• **WORK INSTRUCTIONS**
Please give back each line below unchanged; none of the pictures should appear.

• **MATERIALS PROVIDED**
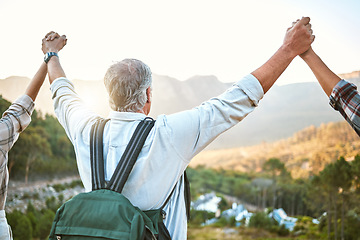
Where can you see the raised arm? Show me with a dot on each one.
(343, 95)
(53, 42)
(323, 74)
(297, 40)
(36, 82)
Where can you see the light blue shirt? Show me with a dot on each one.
(172, 143)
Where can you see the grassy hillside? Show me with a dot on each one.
(306, 152)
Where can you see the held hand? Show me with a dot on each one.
(308, 53)
(53, 42)
(299, 37)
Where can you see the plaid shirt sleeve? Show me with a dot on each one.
(14, 120)
(346, 99)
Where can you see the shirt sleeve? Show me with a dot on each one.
(191, 131)
(70, 110)
(346, 99)
(14, 120)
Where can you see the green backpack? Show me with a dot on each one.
(104, 213)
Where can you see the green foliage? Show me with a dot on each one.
(45, 223)
(199, 217)
(20, 224)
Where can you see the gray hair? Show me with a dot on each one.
(126, 83)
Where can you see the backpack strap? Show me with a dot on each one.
(187, 196)
(96, 154)
(130, 155)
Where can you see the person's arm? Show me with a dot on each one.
(37, 81)
(297, 40)
(323, 74)
(53, 42)
(343, 95)
(70, 110)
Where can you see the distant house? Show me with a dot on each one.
(239, 212)
(208, 202)
(283, 219)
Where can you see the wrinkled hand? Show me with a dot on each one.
(53, 42)
(299, 37)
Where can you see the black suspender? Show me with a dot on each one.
(96, 154)
(127, 160)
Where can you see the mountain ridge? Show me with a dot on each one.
(283, 111)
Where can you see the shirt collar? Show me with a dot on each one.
(126, 116)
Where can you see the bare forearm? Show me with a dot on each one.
(268, 73)
(36, 82)
(54, 69)
(323, 74)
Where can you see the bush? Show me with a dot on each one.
(21, 225)
(45, 223)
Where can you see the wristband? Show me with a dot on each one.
(49, 55)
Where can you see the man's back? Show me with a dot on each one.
(171, 144)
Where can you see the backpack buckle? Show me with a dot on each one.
(163, 213)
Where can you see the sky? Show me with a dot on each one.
(180, 39)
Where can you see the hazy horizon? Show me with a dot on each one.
(178, 39)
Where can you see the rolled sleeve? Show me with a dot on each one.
(201, 125)
(70, 110)
(19, 113)
(252, 88)
(346, 99)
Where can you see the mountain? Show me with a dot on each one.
(283, 111)
(305, 152)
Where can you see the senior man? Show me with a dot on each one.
(175, 139)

• **ANSWER TO THIS EXERCISE**
Where can you see the raised arm? Show me with a dot on each one.
(343, 95)
(53, 42)
(323, 74)
(297, 40)
(36, 82)
Where can you see the light blue shirt? Show me with a dot on each one.
(172, 143)
Where can you see the grassy hillside? Show me with a dot on each one.
(306, 152)
Where can you see the held hand? Show me with a dot on each one.
(308, 53)
(53, 42)
(299, 37)
Where can you see the plaid shirt sleeve? Show me with a dot on each one.
(14, 120)
(346, 99)
Where can you see the shirt sleeve? Show me with a dot on each one.
(191, 131)
(70, 110)
(346, 99)
(14, 120)
Where can you see the green backpack? Show me with a dot on each one.
(104, 213)
Where can you see the green foliage? Show me with a dot on each one.
(45, 223)
(199, 217)
(20, 224)
Where can you see the gray hair? Show me with a dot on each one.
(126, 83)
Where can you see the backpack strap? Show me with a dot on each one.
(187, 196)
(96, 154)
(130, 155)
Where can you see the person's arm? Show me with a dot on each one.
(37, 81)
(297, 40)
(323, 74)
(53, 42)
(343, 95)
(70, 110)
Where can you see the distant house? Show me with a dot on each one.
(239, 212)
(208, 202)
(283, 219)
Where can you see the wrinkled hand? Show me with a dot on each one.
(53, 42)
(299, 37)
Where can you see the black suspender? Show me with a dot on each one.
(96, 154)
(127, 160)
Where can you see the mountain ridge? Show me with a dot on each one.
(283, 111)
Where can you see the shirt collar? Show me with a dot on each one.
(126, 116)
Where can you see the bare forearm? Show me with a dot on each one.
(268, 73)
(36, 82)
(54, 69)
(323, 74)
Where can you see the bush? Show me with a dot on each one.
(21, 225)
(45, 223)
Where can you see the wristband? Show me with a dot on each one.
(49, 55)
Where can you see the man's back? Show me with a dot on each one.
(171, 144)
Where can you see the backpack buckle? Show me with a dot on each one.
(163, 213)
Where can you see the sky? Show me with a dot on each one.
(180, 39)
Where can you see the hazy horizon? Show me with a dot on each one.
(178, 39)
Where can you see the rolled sleeve? Show me with a dot on each one.
(201, 125)
(70, 110)
(19, 113)
(252, 88)
(346, 99)
Where can you see the mountain? Show me with a dot on each one.
(283, 111)
(305, 152)
Where can you see the senior man? Show me with a dot on each one.
(175, 139)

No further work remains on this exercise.